## PROVIDED DATA
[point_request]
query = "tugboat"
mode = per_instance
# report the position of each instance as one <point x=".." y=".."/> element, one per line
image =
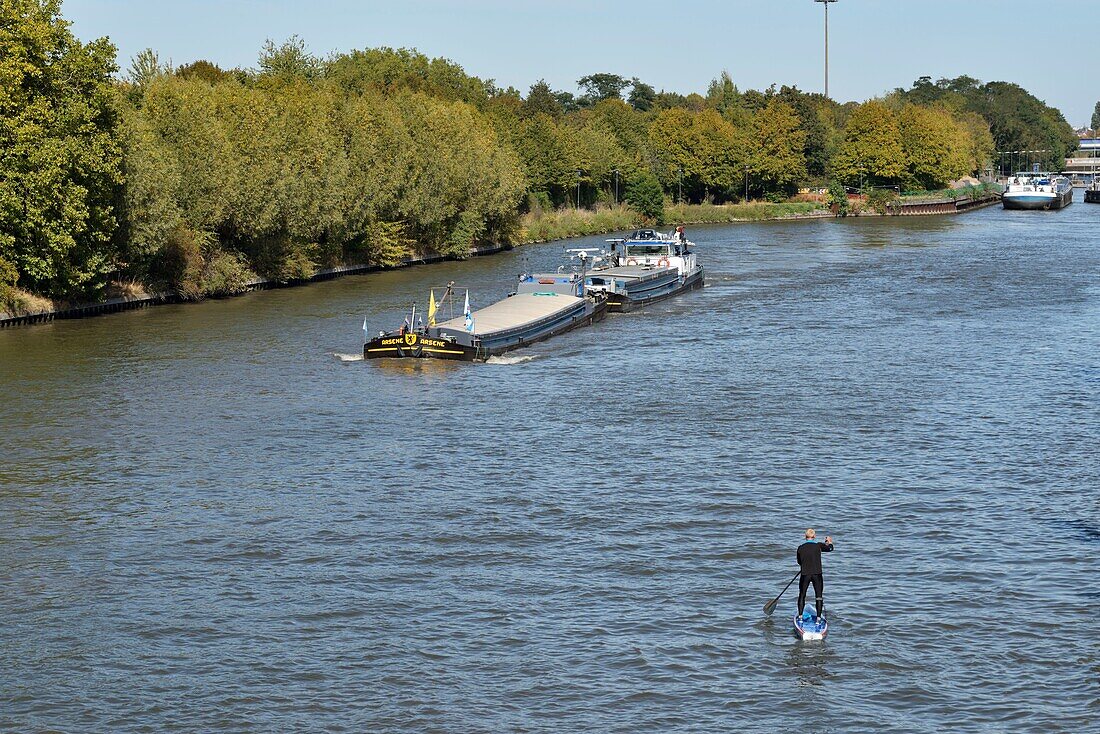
<point x="1037" y="190"/>
<point x="650" y="266"/>
<point x="542" y="306"/>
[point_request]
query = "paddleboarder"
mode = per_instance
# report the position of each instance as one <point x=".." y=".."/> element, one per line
<point x="810" y="560"/>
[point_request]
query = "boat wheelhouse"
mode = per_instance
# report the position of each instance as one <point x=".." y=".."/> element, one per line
<point x="645" y="267"/>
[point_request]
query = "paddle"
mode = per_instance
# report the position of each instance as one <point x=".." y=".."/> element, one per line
<point x="770" y="606"/>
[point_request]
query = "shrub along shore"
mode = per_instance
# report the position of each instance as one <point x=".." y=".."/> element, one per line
<point x="198" y="181"/>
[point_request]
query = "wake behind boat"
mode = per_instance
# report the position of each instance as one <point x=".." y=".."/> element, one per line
<point x="650" y="266"/>
<point x="1037" y="190"/>
<point x="542" y="306"/>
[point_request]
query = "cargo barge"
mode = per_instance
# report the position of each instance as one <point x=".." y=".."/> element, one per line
<point x="1092" y="193"/>
<point x="542" y="306"/>
<point x="1037" y="190"/>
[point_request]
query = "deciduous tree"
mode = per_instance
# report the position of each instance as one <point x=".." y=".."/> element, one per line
<point x="871" y="146"/>
<point x="59" y="156"/>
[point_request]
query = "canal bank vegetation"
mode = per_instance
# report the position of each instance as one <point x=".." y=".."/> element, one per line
<point x="197" y="181"/>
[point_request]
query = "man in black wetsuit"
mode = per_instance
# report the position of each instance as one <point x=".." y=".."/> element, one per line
<point x="810" y="561"/>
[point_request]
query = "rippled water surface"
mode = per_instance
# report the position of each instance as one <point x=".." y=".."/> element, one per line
<point x="210" y="521"/>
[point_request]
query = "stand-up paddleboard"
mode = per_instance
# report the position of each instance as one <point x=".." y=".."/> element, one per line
<point x="810" y="626"/>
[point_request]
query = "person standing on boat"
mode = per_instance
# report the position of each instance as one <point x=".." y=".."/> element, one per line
<point x="810" y="560"/>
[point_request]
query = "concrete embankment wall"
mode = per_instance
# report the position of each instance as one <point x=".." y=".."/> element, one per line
<point x="941" y="206"/>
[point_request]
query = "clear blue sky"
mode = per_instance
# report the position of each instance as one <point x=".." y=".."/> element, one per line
<point x="875" y="45"/>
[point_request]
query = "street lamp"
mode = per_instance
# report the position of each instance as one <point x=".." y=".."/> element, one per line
<point x="825" y="2"/>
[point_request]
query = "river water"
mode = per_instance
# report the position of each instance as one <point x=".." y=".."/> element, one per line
<point x="213" y="517"/>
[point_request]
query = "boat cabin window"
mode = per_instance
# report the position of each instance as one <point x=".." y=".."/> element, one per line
<point x="646" y="250"/>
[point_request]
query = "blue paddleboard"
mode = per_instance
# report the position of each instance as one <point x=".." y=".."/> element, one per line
<point x="809" y="626"/>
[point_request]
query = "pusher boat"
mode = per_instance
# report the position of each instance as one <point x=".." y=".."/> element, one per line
<point x="646" y="267"/>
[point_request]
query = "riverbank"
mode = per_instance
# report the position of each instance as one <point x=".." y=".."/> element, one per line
<point x="536" y="228"/>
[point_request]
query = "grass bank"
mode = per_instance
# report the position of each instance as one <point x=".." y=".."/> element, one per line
<point x="971" y="192"/>
<point x="718" y="214"/>
<point x="543" y="226"/>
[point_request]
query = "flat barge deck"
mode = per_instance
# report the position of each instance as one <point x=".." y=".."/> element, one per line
<point x="542" y="306"/>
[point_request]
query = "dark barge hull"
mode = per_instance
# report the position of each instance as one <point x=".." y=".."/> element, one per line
<point x="622" y="303"/>
<point x="418" y="344"/>
<point x="1036" y="203"/>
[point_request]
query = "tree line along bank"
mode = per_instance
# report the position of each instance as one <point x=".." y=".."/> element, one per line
<point x="197" y="179"/>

## YOUR OBJECTIVE
Reproduce each line of the material that mentions "barge".

## EXERCISE ANSWER
query = "cargo barge"
query = "flat barge deck"
query = "dark barge hull"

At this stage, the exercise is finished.